### WHAT IS REQUIRED
Restate word for word all of the lines below, with each image left out.

[Records excerpted from a collection]
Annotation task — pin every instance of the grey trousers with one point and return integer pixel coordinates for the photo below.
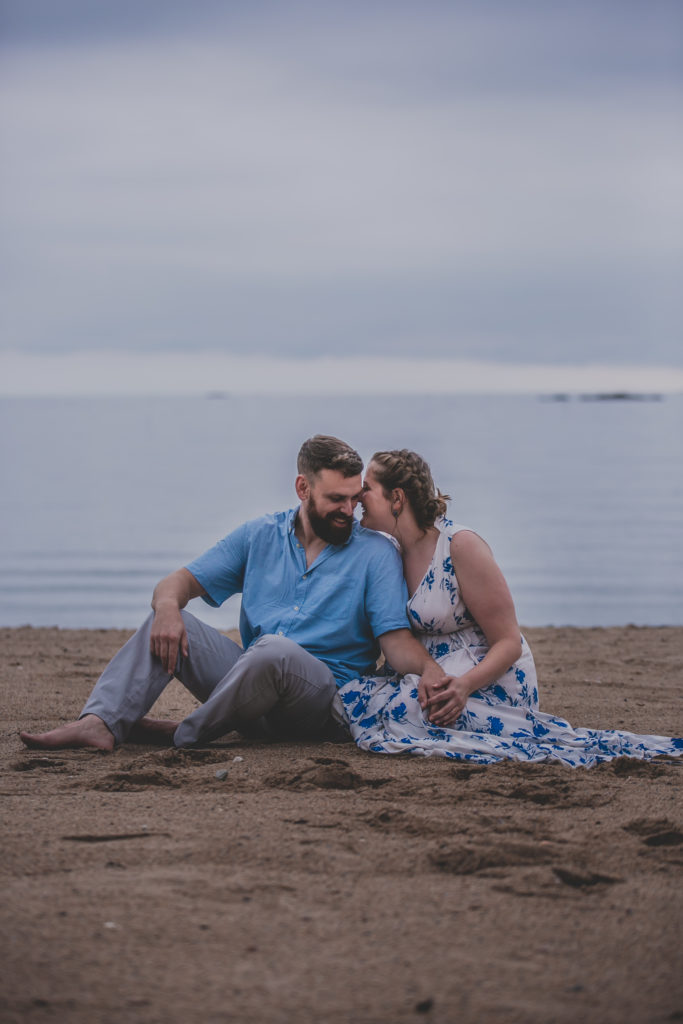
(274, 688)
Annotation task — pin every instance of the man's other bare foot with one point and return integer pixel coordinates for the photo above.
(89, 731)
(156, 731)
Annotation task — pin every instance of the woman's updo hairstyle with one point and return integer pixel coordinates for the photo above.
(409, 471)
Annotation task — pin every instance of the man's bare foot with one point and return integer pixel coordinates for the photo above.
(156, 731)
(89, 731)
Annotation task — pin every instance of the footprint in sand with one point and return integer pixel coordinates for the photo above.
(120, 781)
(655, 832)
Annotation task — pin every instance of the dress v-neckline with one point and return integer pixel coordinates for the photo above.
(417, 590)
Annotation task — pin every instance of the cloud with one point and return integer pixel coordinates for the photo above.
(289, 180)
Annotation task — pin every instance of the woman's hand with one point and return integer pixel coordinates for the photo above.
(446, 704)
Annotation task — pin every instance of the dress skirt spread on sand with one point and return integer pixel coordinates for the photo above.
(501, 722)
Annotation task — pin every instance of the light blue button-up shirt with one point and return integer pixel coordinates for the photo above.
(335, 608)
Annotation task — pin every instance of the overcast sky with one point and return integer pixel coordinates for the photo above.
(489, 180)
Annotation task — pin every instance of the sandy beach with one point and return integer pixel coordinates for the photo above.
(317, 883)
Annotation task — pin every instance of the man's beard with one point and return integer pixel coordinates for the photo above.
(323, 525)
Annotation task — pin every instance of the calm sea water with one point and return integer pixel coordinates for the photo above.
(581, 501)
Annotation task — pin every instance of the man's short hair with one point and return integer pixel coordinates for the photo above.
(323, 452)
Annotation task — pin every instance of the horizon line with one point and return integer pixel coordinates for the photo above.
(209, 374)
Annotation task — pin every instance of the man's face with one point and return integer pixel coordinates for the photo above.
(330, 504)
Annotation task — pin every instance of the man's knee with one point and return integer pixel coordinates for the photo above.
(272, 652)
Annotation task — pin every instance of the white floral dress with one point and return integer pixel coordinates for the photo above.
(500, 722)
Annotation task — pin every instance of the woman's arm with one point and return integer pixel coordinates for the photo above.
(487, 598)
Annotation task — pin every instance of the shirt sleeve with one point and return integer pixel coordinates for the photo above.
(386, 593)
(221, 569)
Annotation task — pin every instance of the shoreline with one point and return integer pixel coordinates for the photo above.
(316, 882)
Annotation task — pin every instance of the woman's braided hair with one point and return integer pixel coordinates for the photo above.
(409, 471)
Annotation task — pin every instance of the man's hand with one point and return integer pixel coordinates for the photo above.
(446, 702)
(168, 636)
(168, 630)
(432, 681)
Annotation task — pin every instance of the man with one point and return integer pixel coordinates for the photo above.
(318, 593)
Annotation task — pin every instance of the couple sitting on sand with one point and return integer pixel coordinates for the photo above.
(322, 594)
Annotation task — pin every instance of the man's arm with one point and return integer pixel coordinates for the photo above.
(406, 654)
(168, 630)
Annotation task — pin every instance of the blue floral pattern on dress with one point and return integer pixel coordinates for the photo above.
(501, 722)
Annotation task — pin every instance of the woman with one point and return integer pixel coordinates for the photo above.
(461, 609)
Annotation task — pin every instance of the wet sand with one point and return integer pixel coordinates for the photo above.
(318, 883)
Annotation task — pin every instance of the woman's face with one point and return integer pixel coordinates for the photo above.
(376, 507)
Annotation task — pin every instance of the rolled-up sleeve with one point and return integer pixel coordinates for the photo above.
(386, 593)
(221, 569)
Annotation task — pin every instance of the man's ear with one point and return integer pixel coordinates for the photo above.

### ANSWER FOR THE TASK
Annotation task — pin every instance of the grey trousers with one point and return integer pixel coordinates for the photo below.
(274, 688)
Annotation task — pin every instance of the man's other bare foot with one point and return integer pixel coordinates for the photo above.
(89, 731)
(156, 731)
Annotation task — pin every instance of the woman's updo hairstyle with one point and return integer pixel coordinates for the photo above.
(409, 471)
Annotation task — pin every instance of the man's bare foot with one point and return integer pixel coordinates for the photo above.
(156, 731)
(89, 731)
Annotation task — pin every instance of the footprint in sand with one point and return integer pixel coordinates for the photo above.
(120, 781)
(655, 832)
Annotation task — pin every instance of the dress v-neckline with one point and return integer pixel coordinates for the photo above.
(417, 590)
Annotation task — pin every instance of the cloud with one point and return integer pixel coordinates for the photo above.
(289, 180)
Annotation task — pin every instance of the woman's hand with one point and return integer pixel coordinates for the photo above.
(446, 704)
Annotation task — pin every instance of the dress skirt spread on sand with one point and return integer pixel coordinates for the photo above.
(501, 722)
Annotation task — pin every instance of the light blue button-up shirt with one point and return integer pixel coordinates for the photo above.
(335, 608)
Annotation task — pin every instance of the overcast sky with one point and return integer pixel coordinates for the photo above.
(489, 180)
Annotation task — pin every instance of the sandy beach with one point and return integer pixel coordinates for the photo above.
(317, 883)
Annotation task — pin every instance of the man's beard with one point and return integer pixel coordinates for the photo above.
(323, 525)
Annotation task — pin every instance of the calm sea water with one point and return integer pixel coordinates for the photo above.
(581, 501)
Annotation task — pin every instance of the man's short hair with one point and return integer pixel coordinates for the photo above.
(323, 452)
Annotation task — pin every instance of the horizon line with one point and return integer pixel coordinates for the photo above.
(209, 374)
Annotation task — pin every instance of the man's face with one point and return integer pixel coordinates for the photo above.
(330, 504)
Annotation task — pin every instance of the man's knee with one point and return integer pixel coordinates for the photo above.
(272, 652)
Annotation task — pin every instance of the white floral dress with one point and return integer pixel coordinates for the photo above.
(500, 722)
Annotation task — pin every instance of the woman's arm with one point and return integer pixel coordinates for the photo above.
(487, 598)
Annotation task — pin every instance of the shirt sleeve with one point and return integer pixel coordinates for the photo above.
(386, 593)
(221, 569)
Annotation task — pin every instance of the shoreline with one point and return integer pixel coordinates for the photo above.
(316, 882)
Annotation task — pin every instance of the woman's braided hair with one point and return integer pixel coordinates for the photo above.
(409, 471)
Annotation task — pin every instance of the man's hand with one point and return integer pixel coordinates for the photo above.
(446, 702)
(168, 636)
(168, 630)
(432, 681)
Annotation task — pin every instance of the man with one point and return integer pixel coordinates for the photo above.
(318, 593)
Annotation task — pin every instance of the couple sitting on sand with one point and return integer pixel coordinates for the photo above.
(322, 594)
Annotation task — pin every instance of the man's arm with one point and return integer pixel coordinates for the photo above.
(406, 654)
(168, 630)
Annotation task — pin every instance of the blue floral pattern on dress with one point and return integer pixel coordinates for the photo above.
(501, 722)
Annotation task — pin every instance of the woman with one point and return integer pixel coordinates for the photo above.
(461, 609)
Annotation task — pin every instance of the wet sand with one point and return integer pixel coordinates for the photo above.
(318, 883)
Annotation task — pin every instance of the woman's face with one point and return integer pixel coordinates for the photo above.
(376, 507)
Annotation task — pin every instance of the rolled-up sleeve with one point and return integer pixel coordinates for the photo above.
(386, 593)
(221, 569)
Annotation task — pin every instance of the man's ear with one point and return integer pixel coordinates for the photo above.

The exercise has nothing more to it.